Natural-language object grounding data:
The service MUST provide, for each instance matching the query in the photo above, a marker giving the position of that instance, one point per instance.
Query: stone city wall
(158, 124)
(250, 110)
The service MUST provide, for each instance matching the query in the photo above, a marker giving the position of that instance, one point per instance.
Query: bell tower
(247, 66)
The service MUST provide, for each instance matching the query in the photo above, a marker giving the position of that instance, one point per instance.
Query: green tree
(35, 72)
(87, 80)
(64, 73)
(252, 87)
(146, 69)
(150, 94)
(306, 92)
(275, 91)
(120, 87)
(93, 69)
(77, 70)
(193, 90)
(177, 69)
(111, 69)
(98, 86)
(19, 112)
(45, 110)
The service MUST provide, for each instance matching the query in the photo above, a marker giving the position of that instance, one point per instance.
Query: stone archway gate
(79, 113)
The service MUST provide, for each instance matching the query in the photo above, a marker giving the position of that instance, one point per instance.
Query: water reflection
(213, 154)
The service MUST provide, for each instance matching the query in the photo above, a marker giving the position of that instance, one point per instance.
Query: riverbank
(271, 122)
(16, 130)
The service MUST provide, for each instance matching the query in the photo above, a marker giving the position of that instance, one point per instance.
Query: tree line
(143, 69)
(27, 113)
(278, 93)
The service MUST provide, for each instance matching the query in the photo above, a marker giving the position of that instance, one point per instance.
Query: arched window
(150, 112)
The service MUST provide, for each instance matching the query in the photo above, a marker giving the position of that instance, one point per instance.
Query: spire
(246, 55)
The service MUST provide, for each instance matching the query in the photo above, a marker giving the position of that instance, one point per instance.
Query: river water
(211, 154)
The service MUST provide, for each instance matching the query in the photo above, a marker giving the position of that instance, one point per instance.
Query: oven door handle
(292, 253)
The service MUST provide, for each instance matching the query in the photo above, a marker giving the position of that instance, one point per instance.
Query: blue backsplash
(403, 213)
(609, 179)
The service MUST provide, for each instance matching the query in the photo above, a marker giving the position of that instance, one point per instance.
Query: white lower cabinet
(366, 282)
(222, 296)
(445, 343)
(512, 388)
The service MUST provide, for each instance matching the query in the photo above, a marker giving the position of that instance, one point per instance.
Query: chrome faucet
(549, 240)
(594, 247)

Exercise goal: Set down the entries above once more, verbatim.

Answer section:
The service MUST provide, for each instance matching the query in the photo above, a marker giving the position of that instance, one point per instance.
Query: stone city wall
(158, 124)
(250, 110)
The service MUST provide, for each instance matching the query in the photo above, a marker giving the position of that instance, one point per instance.
Query: bell tower
(247, 66)
The service MUST provide, for each instance matching the query in the photo above, a marker giving the position of that instance, one point per instance.
Query: green tree
(35, 72)
(87, 80)
(64, 73)
(252, 87)
(146, 69)
(150, 94)
(306, 92)
(275, 91)
(120, 87)
(93, 69)
(77, 70)
(193, 90)
(177, 69)
(111, 69)
(98, 86)
(19, 112)
(45, 110)
The service MUST provide, for each instance matching the query in the photo above, a marker giving the position of that instance, one point per instance.
Query: stone archway gate
(79, 113)
The service MUST provide, for each instance matching the query in the photo above, a marker giving the position of that instance, one point per instance.
Query: water reflection
(213, 154)
The service MUST provide, for each instance matching the query in the photo above, a marker giving the position of that instance, one point per instance.
Query: riverbank
(271, 122)
(16, 130)
The service MUST provide, for each instance matching the query in the photo above, a marker giving the position of that instance, one point per instance.
Query: tree line
(143, 69)
(27, 113)
(278, 93)
The service MUST provide, for each instance matching the query in the photo above, a marker giving the position of that instance, one point per instance.
Query: arched window
(150, 112)
The service MUST provide, for each instance matching the query in the photo above, a marker giving the position of that instance, one point per instance.
Query: spire
(246, 55)
The service MUST provide, for each instance matching the query in the photo above, a marker giving the position of that instance, one point per instance.
Query: river water
(211, 154)
The service MUST provide, for each instance matching the query in the photo above, a marker giving the position of that instance, one point per instance.
Query: oven door handle
(292, 253)
The service MUST provide, for each instance matching the query in the photo above, a marker giving the position of that instance, one point per instance.
Query: blue backsplash
(403, 213)
(609, 179)
The service MUST provide, for each instance matching the query in the photo above, a marker giving the position of that instance, one point per instance.
Query: white lower cabinet
(366, 282)
(222, 296)
(445, 343)
(512, 388)
The service MUST provide, for each instance matching the query in the photo above, a marker giving the position of that instance, one point per instance.
Query: chrome faucet
(549, 240)
(594, 247)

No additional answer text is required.